» EXTRACT PROVIDED:
----

- Prof David Julius’s breakthrough came from investigating the burning pain we feel from eating a hot chilli pepper.
Scientists who discovered how our bodies feel the warmth of the sun or the hug of a loved one have won the Nobel Prize.
David Julius and Ardem Patapoutian, from the US, share the 2021 prize in Medicine or Physiology for their work on sensing touch and temperature.
They unpicked how our bodies convert physical sensations into electrical messages in the nervous system.
Their findings could lead to new ways of treating pain.
Heat, cold and touch are crucial for experiencing the world around us and for our own survival but how our bodies actually do it had been one of the great mysteries of biology.
Thomas Perlman, from the Nobel Prize Committee, said: “It was a very important and profound discovery.”
Prof David Julius’s breakthrough, at the University of California, San Francisco, came from investigating the burning pain we feel from eating a hot chilli pepper.
He experimented with the source of a chilli’s heat – the chemical capsaicin.
He discovered the specific type of receptor (a part of our cells that detects the world around them) that responded to capsaicin.
Further tests showed the receptor was responding to heat and kicked in at “painful” temperatures. This is what happens, for example, if you burn your hand on a cup of coffee.
The discovery led to a flurry of other temperature-sensors being discovered. Prof Julius and Prof Ardem Patapoutian found one that could detect cold.
Meanwhile, Prof Patapoutian, working at the Scripps Research institute, was also poking cells in a dish.
Those experiments led to the discovery of a different type of receptor that was activated in response to mechanical force or touch.
When you walk along a beach and feel the sand under your feet – it is these receptors that are sending signals to the brain.

----

» PROVIDED DATA:
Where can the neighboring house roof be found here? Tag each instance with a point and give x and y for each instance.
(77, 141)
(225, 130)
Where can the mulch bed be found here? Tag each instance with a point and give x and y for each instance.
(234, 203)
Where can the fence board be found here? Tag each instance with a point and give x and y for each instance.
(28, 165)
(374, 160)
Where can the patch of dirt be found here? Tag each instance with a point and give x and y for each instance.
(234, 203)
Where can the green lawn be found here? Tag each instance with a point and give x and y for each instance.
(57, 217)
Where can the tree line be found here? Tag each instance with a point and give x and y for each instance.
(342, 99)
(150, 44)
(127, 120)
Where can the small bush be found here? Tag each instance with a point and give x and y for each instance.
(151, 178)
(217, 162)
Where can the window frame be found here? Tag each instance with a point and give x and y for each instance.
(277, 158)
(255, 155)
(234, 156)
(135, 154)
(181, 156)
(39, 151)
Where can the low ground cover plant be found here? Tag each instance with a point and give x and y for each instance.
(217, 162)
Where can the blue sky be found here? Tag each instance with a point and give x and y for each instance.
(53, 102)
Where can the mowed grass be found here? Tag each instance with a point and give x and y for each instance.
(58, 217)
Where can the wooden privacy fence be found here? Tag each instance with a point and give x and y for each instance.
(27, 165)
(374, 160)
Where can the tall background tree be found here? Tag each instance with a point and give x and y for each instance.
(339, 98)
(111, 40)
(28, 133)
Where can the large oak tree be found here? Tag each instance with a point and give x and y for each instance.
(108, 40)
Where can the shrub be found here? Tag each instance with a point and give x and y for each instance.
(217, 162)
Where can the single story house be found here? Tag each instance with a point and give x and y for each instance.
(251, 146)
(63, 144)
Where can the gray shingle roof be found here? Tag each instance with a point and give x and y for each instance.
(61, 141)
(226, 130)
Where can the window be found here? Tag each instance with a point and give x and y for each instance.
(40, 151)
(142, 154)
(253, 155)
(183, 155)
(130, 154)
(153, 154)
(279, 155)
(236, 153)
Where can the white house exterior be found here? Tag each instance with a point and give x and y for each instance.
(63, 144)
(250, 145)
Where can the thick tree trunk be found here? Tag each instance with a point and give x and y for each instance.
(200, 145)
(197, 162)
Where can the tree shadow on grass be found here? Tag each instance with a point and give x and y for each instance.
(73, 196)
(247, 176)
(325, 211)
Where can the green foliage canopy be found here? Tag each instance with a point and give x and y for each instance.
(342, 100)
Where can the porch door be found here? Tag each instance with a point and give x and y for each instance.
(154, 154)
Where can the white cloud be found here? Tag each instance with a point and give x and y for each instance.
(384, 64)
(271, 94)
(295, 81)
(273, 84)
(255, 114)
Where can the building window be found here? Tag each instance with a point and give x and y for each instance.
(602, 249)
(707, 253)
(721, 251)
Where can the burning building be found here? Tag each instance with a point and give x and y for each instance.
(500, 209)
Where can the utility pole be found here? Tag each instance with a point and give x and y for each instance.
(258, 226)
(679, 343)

----

» REQUIREMENT 1: According to the Nobel Prize article, what chemical is the source of a chili's heat?
» REQUIREMENT 2: Write out the part of the Nobel Prize article between "They unpicked how" and "mysteries of biology.", inclusive, with no changes.
The rows are not needed for any of this.

» ANSWER SPACE 1: Capsaicin.

» ANSWER SPACE 2:
They unpicked how our bodies convert physical sensations into electrical messages in the nervous system.
Their findings could lead to new ways of treating pain.
Heat, cold and touch are crucial for experiencing the world around us and for our own survival but how our bodies actually do it had been one of the great mysteries of biology.